◆ Extrait à lire ◆
* * *
La présence du cinéaste dissident iranien Jafar Panahi à Cannes en dit long

CANNES, France -- Avant cette semaine, le cinéaste dissident iranien Jafar Panahi n'avait pas assisté à la première d'un de ses films depuis plus de 15 ans.
Panahi, l'un des plus grands réalisateurs internationaux, s'est vu interdire de quitter l'Iran en 2009 pour avoir assisté aux funérailles d'un étudiant tué lors des manifestations du Mouvement Vert, une peine prolongée plus tard de vingt ans. Mais même assigné à résidence, Panahi a continué à réaliser des films, dont beaucoup comptent parmi les plus acclamés du siècle. Il a tourné « This Is Not a Film » (2011) sur un iPhone dans son salon. « Taxi » (2015) a été tourné clandestinement, presque entièrement dans une voiture.
Ces films, ainsi que d'autres de Panahi, ont été salués par la critique lors des festivals internationaux, où l'absence remarquée du réalisateur était parfois soulignée par une chaise vide. Lors de la sortie de son dernier film, « No Bears » (2022), il était en prison. Ce n'est qu'après que sa grève de la faim a fait la une des journaux internationaux que Panahi, qui s'était rendu à la prison d'Evin à Téhéran pour s'enquérir des nouvelles de son ami, le cinéaste alors emprisonné Mohammad Rasoulof , a été libéré début 2023.
Deux ans plus tard, son interdiction de voyager enfin levée, Panahi arrive au Festival de Cannes avec un film, « Ce n’était qu’un accident », marqué par la fureur et la douleur de l’incarcération par la République islamique.
« Être ici compte, bien sûr. Mais ce qui est encore plus important, c'est que le film soit là », a déclaré Panahi lors d'une interview sur une terrasse du Palais. « Même en prison, j'étais content que le film soit terminé. Ça ne me dérangeait pas d'être en prison, car mon travail était terminé. »
* * *
◆ Une suite d'enregistrements ◆
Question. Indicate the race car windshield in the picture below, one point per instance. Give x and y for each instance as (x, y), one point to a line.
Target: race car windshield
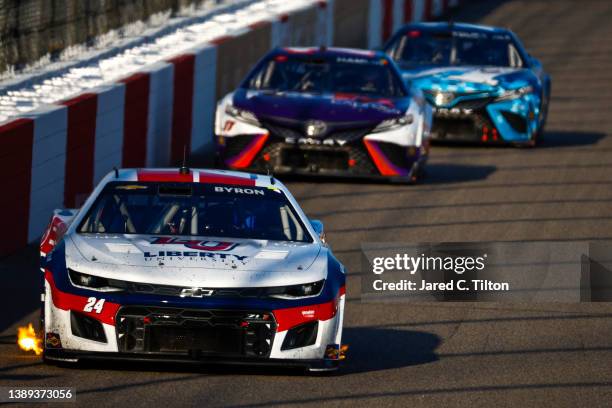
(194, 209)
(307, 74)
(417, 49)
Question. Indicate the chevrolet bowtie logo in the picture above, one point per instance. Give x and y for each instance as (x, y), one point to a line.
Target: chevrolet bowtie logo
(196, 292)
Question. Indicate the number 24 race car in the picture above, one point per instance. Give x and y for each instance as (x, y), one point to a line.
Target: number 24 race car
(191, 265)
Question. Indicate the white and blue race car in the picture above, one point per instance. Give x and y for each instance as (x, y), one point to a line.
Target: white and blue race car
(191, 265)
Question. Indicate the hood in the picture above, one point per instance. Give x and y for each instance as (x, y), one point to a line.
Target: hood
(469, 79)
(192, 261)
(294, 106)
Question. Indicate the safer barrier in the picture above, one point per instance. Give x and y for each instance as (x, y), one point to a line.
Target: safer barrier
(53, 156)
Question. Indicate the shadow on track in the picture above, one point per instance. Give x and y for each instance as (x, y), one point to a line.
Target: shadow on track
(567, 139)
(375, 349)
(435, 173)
* * *
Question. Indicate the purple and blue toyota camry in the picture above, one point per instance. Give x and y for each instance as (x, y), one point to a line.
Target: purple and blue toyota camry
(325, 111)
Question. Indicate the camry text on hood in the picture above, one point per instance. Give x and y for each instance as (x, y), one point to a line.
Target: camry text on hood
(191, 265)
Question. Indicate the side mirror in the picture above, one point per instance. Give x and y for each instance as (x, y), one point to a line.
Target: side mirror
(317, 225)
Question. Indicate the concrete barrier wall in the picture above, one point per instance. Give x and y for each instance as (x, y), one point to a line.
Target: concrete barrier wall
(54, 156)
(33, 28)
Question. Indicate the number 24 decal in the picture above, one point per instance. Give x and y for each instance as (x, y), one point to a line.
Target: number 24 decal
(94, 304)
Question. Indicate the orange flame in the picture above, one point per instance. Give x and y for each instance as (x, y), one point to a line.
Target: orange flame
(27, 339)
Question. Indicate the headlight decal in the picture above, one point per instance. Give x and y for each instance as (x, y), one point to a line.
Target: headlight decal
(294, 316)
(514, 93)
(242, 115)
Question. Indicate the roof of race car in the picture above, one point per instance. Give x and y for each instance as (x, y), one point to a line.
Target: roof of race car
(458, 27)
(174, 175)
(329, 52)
* * *
◆ Parties de l'exercice ◆
[1] Relevez tous les titres de films de Jafar Panahi mentionnés dans l'article sur le cinéaste.
[2] D'après l'article sur Jafar Panahi, les affirmations suivantes sont-elles exactes ? Répondez par oui ou par non en citant les mots décisifs.
(a) Panahi a tourné « Taxi » sur un iPhone dans son salon.
(b) Panahi était en prison lors de la sortie de « No Bears ».
(c) L'interdiction de quitter l'Iran a été prononcée en 2009.
[3] Renvoyez tel quel le passage de l'article sur Jafar Panahi qui va de « La présence du » jusqu'à « plus de 15 ans. » inclus.
Appuyez-vous uniquement sur l'article pour répondre.

◆ Réponses par consigne ◆
[1] « This Is Not a Film », « Taxi », « No Bears », « Ce n'était qu'un accident »

[2]
(a) Non : “Il a tourné « This Is Not a Film » (2011) sur un iPhone dans son salon. « Taxi » (2015) a été tourné clandestinement, presque entièrement dans une voiture.”
(b) Oui : “Lors de la sortie de son dernier film, « No Bears » (2022), il était en prison.”
(c) Oui : “s'est vu interdire de quitter l'Iran en 2009”

[3]
La présence du cinéaste dissident iranien Jafar Panahi à Cannes en dit long

CANNES, France -- Avant cette semaine, le cinéaste dissident iranien Jafar Panahi n'avait pas assisté à la première d'un de ses films depuis plus de 15 ans.